Begin Information provided

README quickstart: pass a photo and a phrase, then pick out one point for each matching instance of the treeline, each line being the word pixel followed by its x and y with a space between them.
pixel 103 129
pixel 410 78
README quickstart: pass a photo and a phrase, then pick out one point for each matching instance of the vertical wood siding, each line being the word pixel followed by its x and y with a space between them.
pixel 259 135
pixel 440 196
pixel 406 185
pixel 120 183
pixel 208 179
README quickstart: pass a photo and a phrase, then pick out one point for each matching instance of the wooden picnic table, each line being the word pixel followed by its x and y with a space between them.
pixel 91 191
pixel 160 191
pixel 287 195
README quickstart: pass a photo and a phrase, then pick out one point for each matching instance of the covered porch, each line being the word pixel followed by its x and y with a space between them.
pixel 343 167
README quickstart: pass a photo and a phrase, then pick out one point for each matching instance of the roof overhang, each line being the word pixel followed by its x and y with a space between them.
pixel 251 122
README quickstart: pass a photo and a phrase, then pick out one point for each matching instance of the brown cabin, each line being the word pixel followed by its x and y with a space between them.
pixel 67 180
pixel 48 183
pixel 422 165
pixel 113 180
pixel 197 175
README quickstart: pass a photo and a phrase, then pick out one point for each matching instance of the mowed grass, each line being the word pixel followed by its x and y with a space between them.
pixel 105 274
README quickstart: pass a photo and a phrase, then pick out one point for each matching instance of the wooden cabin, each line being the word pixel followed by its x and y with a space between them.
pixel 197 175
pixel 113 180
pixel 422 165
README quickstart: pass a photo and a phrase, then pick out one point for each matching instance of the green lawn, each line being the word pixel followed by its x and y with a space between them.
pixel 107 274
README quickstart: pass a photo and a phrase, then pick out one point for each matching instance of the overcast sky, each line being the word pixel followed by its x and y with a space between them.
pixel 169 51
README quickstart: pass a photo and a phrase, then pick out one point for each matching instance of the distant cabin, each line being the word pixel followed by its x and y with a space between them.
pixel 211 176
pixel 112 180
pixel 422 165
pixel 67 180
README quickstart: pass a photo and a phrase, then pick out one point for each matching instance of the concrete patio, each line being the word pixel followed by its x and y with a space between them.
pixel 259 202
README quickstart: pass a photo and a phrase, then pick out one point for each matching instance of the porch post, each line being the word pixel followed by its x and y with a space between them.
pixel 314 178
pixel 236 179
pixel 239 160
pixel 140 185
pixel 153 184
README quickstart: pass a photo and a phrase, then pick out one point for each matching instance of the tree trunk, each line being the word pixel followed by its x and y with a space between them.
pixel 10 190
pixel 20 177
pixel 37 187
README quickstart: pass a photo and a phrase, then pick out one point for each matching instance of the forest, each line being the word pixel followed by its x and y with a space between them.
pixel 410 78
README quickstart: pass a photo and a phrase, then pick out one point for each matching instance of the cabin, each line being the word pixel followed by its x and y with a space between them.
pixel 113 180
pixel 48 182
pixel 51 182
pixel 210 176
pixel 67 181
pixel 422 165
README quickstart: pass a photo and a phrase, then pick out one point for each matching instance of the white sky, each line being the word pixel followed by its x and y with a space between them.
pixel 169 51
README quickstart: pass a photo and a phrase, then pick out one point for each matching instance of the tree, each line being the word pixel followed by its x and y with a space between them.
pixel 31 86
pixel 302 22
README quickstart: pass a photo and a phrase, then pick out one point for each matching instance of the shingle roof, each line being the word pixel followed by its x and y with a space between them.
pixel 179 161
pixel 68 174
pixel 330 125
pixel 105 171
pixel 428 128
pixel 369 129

End Information provided

What is expected: Rewrite every row above as a JSON list of strings, one string per line, with blank lines left out.

The solution:
[
  "README quickstart: pass a photo and a phrase, then pick out one point for each matching instance of the treeline, each line being the word pixel followed by its x and y with a space between them.",
  "pixel 103 129",
  "pixel 410 78",
  "README quickstart: pass a photo and a phrase, then pick out one point for each matching instance of the vertical wood siding, each line being the word pixel followed by its x and y with a space between them.",
  "pixel 259 135",
  "pixel 440 196",
  "pixel 406 185",
  "pixel 120 183",
  "pixel 208 179",
  "README quickstart: pass a photo and a phrase, then pick out one point for each matching instance of the wooden picnic table, each line being the word pixel followed by its x and y with a space between them.",
  "pixel 91 191",
  "pixel 160 191",
  "pixel 287 195",
  "README quickstart: pass a photo and a phrase, then pick out one point for each matching instance of the covered porch, each line being the word pixel followed by its x and y with a space between them.",
  "pixel 343 167",
  "README quickstart: pass a photo and a phrase, then pick out one point for each matching instance of the roof overhang, each line being the word pixel followed by its x and y with a space between them.",
  "pixel 251 122",
  "README quickstart: pass a photo and a phrase, then pick out one point for each matching instance of the brown cabin, each line being the word pixel followed by its x and y with a space between them.",
  "pixel 67 180",
  "pixel 48 183",
  "pixel 422 165",
  "pixel 113 180",
  "pixel 197 175",
  "README quickstart: pass a photo and a phrase, then pick out one point for each matching instance of the mowed grass, each line being the word pixel followed by its x and y with a space between them.",
  "pixel 105 274",
  "README quickstart: pass a photo and a phrase, then pick out one point for each matching instance of the wooden cabin, each line being the word pixel followed by its x and y with a space between them.",
  "pixel 197 175",
  "pixel 113 180",
  "pixel 422 165",
  "README quickstart: pass a photo and a phrase, then pick out one point for each matching instance of the green lawn, each line being the word pixel followed by its x and y with a space between them.",
  "pixel 107 274",
  "README quickstart: pass a photo and a phrase, then pick out one point for each matching instance of the overcast sky, each line being the word pixel followed by its x and y with a space between them.",
  "pixel 169 51",
  "README quickstart: pass a photo and a phrase, then pick out one point for each matching instance of the distant cabin, each line being the word pixel followed by its x and y with a space between them.",
  "pixel 211 176",
  "pixel 112 180",
  "pixel 422 165",
  "pixel 67 180",
  "README quickstart: pass a photo and a phrase, then pick out one point for each matching instance of the concrete patio, each line being the word pixel followed by its x and y with a space between them.",
  "pixel 259 202",
  "README quickstart: pass a photo and a phrase, then pick out one point for each matching instance of the porch post, each line being the word pixel followed by its x and y with a space between them.",
  "pixel 314 178",
  "pixel 236 179",
  "pixel 239 160",
  "pixel 140 185",
  "pixel 153 184",
  "README quickstart: pass a photo and a phrase, then pick out one point for each matching instance of the tree trunk, each line being the word pixel followed by its x and y with a space between them.",
  "pixel 10 190",
  "pixel 20 177",
  "pixel 37 187",
  "README quickstart: pass a photo and a phrase, then pick out one point for each matching instance of the forest, each line being the word pixel followed by its x and y with a space between them.",
  "pixel 410 78",
  "README quickstart: pass a photo and a phrase, then pick out one point for each matching instance of the cabin, each line being the word pixel followed by its x and y with a space between them.",
  "pixel 113 180",
  "pixel 48 182",
  "pixel 51 182",
  "pixel 210 176",
  "pixel 67 181",
  "pixel 422 165",
  "README quickstart: pass a photo and a phrase, then pick out one point for each matching instance of the white sky, each line being the word pixel followed by its x and y with a space between them.",
  "pixel 169 51",
  "README quickstart: pass a photo and a phrase, then pick out one point for each matching instance of the tree, each line being the word pixel followed by its x and y with a space between them.",
  "pixel 31 86",
  "pixel 302 22",
  "README quickstart: pass a photo and a phrase, then pick out one point for each matching instance of the shingle roof, each line being the word pixel followed by its x and y with a space between them.",
  "pixel 179 161",
  "pixel 68 174",
  "pixel 330 125",
  "pixel 105 171",
  "pixel 428 128",
  "pixel 369 129"
]